READING PASSAGE:
● ● ● ● ● ● ●

Inferring population history in large-scale genomic studies

The ability to measure genetic variation on a genome-scale reliably and inexpensively in research settings has fueled the interrogation of genotypic consequences and impact on human evolution, history, health and disease. Complex patterns of genetic diversity observed in contemporary global populations are the product of many layers of demographic and evolutionary events acting on different timescales, including colonizations, migrations, admixture, bottlenecks, selection, population isolation and expansions. We are involved in several large-scale sequencing projects seeking to infer human demographic history:

  1. The impact of demography on the spectrum of rare variants in European- and African-Americans - NHLBI Exome Sequencing Project (Tennessen, 2012, Science; Fu, 2013, Nature )
  2. Local ancestry estimation, population structure and sequence diversity in admixed populations from the America’s (figure above) - the 1000 Genomes Project (Mc Vean, 2012, Nature; Kenny, 2012, ASHG 3360T)
  3. Continental and sub-continental population structure in North America - NIA Human Health and Retirement Study
  4. Global genetic diversity in the patient population from East Harlem, New York - Biobank, Icahn School of Medicine at Mount Sinai
  5. Population structure and genetic diversity in South American populations (Muzzio, 2012, ASHG 3362W; Zakharia, 2012, ASHG 3380W; Moreno, 2012, ASHG 3390T)

● ● ● ● ● ● ●

BRIEF: Could you transcribe the passage on inferring population history, starting with "Inferring population history" and going on through "2013, Nature )"?

Image point grounding data:
● ● ● ● ● ● ●

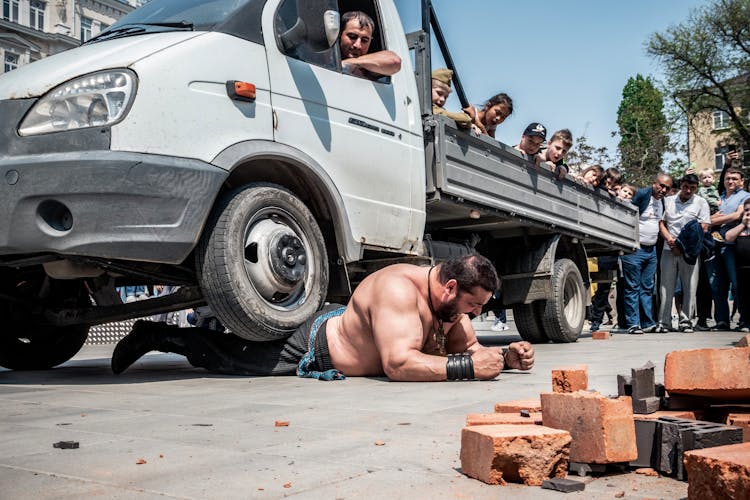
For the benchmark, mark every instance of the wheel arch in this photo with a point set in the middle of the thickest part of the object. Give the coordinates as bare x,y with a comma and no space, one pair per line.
267,161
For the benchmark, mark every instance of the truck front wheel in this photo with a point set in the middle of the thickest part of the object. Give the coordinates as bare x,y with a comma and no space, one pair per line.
262,263
26,343
565,312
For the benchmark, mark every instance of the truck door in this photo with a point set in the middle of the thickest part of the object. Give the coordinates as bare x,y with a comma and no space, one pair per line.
355,128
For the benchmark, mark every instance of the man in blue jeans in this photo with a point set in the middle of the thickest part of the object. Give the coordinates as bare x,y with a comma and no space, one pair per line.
639,268
722,269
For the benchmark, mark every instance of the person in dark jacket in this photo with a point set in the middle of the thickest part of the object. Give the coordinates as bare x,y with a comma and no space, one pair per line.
686,218
639,268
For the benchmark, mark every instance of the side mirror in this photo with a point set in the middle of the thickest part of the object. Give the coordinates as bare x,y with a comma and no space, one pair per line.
317,26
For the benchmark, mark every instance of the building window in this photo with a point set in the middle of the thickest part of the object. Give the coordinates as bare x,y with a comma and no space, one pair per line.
86,28
720,151
36,14
10,10
721,119
10,62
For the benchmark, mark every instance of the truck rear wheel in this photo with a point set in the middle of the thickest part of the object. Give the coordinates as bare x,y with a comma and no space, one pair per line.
25,343
528,322
565,312
262,263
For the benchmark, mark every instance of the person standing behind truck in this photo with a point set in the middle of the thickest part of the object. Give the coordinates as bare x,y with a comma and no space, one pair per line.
357,29
740,236
532,140
639,267
441,89
493,113
553,156
677,261
722,270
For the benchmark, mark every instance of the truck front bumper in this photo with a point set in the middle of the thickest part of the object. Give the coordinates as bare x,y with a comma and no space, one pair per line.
105,204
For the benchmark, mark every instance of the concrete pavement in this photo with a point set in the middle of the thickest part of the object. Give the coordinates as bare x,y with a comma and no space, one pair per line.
210,436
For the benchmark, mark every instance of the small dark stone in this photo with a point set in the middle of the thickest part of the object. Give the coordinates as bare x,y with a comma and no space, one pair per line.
66,445
563,484
646,405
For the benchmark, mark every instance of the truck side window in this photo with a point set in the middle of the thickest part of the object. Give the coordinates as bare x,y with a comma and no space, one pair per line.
286,19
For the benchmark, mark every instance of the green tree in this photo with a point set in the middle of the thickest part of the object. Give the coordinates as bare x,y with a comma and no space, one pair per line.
706,59
644,136
584,154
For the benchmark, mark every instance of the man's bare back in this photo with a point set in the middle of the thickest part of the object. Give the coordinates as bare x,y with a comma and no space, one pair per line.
401,322
389,328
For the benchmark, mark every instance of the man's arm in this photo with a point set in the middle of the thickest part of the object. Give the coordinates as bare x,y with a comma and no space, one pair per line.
668,238
463,338
385,63
719,218
397,331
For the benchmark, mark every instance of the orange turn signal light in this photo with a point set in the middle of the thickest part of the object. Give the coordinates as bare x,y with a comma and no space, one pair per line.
241,91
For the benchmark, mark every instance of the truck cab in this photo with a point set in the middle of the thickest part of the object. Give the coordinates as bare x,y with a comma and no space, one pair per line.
220,147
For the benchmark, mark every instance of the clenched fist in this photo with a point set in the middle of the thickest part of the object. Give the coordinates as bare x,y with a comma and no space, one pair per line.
520,356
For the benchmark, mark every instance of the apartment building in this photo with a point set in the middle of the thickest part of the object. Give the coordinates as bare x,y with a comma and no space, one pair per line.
32,29
710,136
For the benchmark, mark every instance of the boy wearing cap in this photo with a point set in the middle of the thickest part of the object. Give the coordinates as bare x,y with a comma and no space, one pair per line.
441,89
532,139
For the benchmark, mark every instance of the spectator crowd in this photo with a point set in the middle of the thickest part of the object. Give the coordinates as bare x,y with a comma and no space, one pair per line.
694,254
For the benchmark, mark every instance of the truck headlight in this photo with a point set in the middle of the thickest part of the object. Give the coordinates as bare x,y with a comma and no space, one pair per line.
96,100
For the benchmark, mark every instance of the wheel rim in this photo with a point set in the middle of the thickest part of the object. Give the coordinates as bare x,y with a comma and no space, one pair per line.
276,258
573,301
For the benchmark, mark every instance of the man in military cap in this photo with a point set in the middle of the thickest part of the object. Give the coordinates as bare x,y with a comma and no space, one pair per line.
441,89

● ● ● ● ● ● ●

ANSWER AREA:
Inferring population history in large-scale genomic studies

The ability to measure genetic variation on a genome-scale reliably and inexpensively in research settings has fueled the interrogation of genotypic consequences and impact on human evolution, history, health and disease. Complex patterns of genetic diversity observed in contemporary global populations are the product of many layers of demographic and evolutionary events acting on different timescales, including colonizations, migrations, admixture, bottlenecks, selection, population isolation and expansions. We are involved in several large-scale sequencing projects seeking to infer human demographic history:

  1. The impact of demography on the spectrum of rare variants in European- and African-Americans - NHLBI Exome Sequencing Project (Tennessen, 2012, Science; Fu, 2013, Nature )